# [WHAT YOU HAVE TO DO]
Write the line that includes "green leaf, put" and all subsequent lines, exactly as written, and nothing more.

# [PROVIDED RECORDS]
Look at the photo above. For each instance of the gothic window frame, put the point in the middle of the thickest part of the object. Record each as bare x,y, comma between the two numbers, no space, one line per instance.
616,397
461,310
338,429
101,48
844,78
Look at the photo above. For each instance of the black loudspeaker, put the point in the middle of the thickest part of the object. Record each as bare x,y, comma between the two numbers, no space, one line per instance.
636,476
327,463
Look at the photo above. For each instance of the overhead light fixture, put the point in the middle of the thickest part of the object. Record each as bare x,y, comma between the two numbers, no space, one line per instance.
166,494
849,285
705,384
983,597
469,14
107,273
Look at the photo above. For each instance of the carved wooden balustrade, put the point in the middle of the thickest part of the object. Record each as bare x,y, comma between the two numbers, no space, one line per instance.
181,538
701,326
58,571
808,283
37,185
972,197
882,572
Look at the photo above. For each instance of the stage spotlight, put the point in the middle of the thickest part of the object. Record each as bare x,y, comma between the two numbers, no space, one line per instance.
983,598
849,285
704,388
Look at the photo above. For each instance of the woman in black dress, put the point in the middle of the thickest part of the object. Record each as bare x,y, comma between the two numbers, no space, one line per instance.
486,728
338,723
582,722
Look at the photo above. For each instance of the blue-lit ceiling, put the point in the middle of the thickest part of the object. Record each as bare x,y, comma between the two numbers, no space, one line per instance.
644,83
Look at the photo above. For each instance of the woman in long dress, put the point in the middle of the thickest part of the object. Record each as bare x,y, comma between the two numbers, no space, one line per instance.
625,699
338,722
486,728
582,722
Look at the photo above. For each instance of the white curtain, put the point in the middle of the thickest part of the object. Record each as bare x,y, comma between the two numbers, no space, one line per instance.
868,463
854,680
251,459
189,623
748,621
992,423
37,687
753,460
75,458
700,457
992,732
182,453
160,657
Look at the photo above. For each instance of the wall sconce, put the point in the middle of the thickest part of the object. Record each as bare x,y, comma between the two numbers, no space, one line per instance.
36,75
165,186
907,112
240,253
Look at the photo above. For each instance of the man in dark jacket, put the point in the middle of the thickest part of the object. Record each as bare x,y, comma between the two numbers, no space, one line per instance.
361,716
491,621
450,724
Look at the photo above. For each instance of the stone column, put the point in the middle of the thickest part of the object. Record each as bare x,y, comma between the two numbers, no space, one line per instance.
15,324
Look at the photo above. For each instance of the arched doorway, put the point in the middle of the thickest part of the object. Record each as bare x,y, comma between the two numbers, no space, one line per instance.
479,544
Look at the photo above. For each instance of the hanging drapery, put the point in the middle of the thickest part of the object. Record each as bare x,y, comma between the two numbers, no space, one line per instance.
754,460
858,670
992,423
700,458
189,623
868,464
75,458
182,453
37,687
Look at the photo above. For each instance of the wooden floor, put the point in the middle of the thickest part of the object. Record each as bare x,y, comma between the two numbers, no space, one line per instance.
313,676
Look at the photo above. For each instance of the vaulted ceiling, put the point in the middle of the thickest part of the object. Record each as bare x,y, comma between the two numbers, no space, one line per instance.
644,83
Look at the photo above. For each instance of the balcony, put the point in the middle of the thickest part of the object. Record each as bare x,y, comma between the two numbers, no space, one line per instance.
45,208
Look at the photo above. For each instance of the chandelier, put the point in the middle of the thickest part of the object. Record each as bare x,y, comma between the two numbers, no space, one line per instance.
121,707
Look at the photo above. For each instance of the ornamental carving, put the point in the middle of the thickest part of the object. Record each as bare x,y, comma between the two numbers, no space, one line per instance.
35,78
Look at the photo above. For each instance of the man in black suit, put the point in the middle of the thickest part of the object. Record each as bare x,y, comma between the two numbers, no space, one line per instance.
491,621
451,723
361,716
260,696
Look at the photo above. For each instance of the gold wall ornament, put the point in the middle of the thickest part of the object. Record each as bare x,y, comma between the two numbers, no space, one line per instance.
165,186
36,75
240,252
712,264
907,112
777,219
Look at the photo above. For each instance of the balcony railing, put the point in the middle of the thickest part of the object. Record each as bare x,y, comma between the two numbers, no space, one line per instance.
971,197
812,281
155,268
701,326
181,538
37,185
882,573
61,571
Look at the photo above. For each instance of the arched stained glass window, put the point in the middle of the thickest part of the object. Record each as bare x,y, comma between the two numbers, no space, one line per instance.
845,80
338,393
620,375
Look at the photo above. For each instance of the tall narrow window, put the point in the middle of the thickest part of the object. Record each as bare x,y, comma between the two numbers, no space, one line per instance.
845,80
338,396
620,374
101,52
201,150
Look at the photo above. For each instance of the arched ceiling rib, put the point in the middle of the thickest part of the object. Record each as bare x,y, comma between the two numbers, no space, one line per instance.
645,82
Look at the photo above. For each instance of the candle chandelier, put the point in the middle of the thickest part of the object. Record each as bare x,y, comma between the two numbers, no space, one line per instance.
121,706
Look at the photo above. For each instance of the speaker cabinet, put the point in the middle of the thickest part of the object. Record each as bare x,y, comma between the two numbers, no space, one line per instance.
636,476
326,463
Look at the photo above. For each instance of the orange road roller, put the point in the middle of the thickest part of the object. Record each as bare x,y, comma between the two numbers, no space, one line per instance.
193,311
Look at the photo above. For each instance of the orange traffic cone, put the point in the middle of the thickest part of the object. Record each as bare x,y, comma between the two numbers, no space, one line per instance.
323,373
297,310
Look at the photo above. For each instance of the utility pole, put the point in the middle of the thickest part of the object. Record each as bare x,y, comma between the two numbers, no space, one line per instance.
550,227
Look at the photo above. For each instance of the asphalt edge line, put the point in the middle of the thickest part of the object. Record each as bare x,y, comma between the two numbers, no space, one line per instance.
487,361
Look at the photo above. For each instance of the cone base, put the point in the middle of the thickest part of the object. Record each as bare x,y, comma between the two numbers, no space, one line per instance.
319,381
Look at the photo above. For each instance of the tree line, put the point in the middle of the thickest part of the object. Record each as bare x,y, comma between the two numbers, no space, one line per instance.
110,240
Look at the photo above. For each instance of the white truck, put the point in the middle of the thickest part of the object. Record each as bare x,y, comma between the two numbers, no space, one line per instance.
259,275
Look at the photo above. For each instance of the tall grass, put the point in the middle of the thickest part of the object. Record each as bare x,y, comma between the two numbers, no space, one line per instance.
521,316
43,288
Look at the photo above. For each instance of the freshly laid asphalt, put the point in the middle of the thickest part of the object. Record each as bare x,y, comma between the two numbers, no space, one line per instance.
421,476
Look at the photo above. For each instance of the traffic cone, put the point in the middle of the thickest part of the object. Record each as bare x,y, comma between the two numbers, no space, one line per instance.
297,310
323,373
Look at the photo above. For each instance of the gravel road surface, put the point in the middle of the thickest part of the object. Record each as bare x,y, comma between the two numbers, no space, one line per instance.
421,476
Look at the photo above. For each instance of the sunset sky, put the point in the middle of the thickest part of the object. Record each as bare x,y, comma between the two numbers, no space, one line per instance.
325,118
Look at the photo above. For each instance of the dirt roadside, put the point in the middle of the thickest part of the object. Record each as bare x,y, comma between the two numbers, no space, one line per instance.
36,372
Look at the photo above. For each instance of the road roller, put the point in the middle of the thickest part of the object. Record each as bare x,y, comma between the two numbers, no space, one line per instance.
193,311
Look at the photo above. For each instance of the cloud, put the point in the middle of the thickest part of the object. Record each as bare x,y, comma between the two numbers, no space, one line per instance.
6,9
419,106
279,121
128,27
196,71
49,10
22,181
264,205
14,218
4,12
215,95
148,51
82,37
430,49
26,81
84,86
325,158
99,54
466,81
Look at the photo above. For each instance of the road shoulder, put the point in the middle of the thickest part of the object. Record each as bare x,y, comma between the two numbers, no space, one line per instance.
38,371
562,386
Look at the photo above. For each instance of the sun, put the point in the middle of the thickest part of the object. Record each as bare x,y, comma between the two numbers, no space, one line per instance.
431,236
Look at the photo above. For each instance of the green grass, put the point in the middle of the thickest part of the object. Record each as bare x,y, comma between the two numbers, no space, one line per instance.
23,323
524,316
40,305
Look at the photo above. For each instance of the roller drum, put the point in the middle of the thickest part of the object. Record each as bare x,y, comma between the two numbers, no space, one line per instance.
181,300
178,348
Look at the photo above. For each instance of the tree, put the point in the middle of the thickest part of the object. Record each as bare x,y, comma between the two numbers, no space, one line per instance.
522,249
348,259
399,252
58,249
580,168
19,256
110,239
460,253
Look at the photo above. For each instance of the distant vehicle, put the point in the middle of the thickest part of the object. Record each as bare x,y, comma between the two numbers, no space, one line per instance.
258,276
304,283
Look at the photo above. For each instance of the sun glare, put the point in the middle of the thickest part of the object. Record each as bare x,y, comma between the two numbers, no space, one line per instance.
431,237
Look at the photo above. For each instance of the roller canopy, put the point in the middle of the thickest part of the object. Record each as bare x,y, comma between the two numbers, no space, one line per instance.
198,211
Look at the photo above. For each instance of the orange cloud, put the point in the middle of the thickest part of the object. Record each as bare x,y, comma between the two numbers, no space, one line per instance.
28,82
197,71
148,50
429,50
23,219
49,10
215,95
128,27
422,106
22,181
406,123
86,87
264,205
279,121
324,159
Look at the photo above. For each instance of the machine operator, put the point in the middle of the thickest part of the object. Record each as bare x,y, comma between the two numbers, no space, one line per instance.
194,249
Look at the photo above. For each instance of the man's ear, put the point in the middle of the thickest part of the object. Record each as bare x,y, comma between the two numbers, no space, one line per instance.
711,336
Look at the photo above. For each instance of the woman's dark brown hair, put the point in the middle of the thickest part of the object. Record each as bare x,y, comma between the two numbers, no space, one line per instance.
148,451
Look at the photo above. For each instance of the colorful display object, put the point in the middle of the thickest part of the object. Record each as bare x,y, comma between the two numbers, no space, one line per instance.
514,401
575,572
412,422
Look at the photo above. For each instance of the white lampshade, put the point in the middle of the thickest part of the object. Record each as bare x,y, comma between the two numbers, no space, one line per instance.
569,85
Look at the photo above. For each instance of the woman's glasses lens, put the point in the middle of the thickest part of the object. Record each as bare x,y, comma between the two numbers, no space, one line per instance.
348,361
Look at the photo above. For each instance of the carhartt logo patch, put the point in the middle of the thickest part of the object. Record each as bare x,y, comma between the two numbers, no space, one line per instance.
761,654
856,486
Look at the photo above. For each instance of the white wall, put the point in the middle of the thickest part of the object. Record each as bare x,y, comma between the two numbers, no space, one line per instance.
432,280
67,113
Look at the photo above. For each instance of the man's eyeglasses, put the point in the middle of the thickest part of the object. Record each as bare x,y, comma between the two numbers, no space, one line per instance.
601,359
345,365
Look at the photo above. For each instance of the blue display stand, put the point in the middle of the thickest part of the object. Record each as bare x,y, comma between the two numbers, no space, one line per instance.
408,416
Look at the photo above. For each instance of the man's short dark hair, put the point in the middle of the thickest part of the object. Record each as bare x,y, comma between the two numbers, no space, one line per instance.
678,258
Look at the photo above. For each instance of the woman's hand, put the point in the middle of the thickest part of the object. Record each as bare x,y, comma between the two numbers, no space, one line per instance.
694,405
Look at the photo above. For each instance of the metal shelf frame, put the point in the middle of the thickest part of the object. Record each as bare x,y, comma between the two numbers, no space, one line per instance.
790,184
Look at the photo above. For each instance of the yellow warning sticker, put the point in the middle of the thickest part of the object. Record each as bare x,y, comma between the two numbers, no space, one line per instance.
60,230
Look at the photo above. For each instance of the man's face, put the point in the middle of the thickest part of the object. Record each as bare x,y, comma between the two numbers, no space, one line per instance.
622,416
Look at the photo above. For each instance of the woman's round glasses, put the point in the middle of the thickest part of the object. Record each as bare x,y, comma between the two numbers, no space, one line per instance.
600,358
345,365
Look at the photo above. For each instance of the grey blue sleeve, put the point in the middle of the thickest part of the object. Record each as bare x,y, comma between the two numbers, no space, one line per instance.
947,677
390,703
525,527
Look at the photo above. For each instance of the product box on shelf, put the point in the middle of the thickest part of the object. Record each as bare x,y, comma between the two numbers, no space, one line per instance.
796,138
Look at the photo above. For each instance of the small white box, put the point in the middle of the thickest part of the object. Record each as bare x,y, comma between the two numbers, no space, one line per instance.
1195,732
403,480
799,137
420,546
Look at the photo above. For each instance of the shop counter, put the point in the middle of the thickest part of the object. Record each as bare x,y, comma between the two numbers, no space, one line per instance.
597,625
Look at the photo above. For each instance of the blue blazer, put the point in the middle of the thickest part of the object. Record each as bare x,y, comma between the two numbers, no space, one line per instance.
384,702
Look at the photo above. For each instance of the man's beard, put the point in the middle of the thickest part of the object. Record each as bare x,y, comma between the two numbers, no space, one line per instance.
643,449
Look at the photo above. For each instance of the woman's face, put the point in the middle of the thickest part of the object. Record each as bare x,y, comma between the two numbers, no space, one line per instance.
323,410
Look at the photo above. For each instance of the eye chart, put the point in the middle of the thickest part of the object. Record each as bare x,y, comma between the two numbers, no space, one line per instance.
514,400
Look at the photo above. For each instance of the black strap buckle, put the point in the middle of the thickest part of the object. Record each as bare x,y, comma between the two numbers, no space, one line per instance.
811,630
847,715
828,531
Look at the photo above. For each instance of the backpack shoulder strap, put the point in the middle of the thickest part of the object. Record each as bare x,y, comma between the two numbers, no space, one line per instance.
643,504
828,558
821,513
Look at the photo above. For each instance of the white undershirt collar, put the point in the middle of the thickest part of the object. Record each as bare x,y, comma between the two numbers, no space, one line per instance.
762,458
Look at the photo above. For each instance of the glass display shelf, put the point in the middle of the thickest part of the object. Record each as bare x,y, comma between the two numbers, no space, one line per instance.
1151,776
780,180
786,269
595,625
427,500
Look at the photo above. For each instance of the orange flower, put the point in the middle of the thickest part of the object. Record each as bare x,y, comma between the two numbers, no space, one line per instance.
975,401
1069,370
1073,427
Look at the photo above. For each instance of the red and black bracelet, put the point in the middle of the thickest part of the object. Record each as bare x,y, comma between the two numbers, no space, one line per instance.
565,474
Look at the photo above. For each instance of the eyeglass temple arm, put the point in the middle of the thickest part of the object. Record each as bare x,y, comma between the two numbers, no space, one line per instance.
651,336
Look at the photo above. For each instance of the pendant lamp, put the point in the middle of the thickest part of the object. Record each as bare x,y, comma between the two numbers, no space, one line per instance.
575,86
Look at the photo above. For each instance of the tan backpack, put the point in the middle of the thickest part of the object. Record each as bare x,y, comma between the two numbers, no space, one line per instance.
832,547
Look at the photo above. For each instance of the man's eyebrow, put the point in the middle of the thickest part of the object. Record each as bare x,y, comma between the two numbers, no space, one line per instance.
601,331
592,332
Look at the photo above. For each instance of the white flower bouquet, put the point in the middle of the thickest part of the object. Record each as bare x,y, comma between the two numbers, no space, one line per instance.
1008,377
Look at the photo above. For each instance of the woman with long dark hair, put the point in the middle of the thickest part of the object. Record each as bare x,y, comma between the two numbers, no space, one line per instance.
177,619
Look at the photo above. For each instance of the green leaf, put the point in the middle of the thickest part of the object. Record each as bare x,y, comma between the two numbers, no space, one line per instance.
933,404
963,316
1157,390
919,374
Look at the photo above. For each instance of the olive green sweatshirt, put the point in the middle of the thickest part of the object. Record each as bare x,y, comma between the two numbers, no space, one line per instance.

# [ANSWER FOR THIS EXERCISE]
Look at the photo above. For each instance of the green leaf, put the point in the middle of the thickest part of the object. Record each as bare x,y, comma between the two numbers, no space, one line per instance.
933,404
963,316
1157,390
919,374
Look at the photo above. For each instance of the olive green sweatshirt, put the point in the middle of the thickest part of the object. Record each as bare x,y, comma between the two numbers, no space, one line per instance.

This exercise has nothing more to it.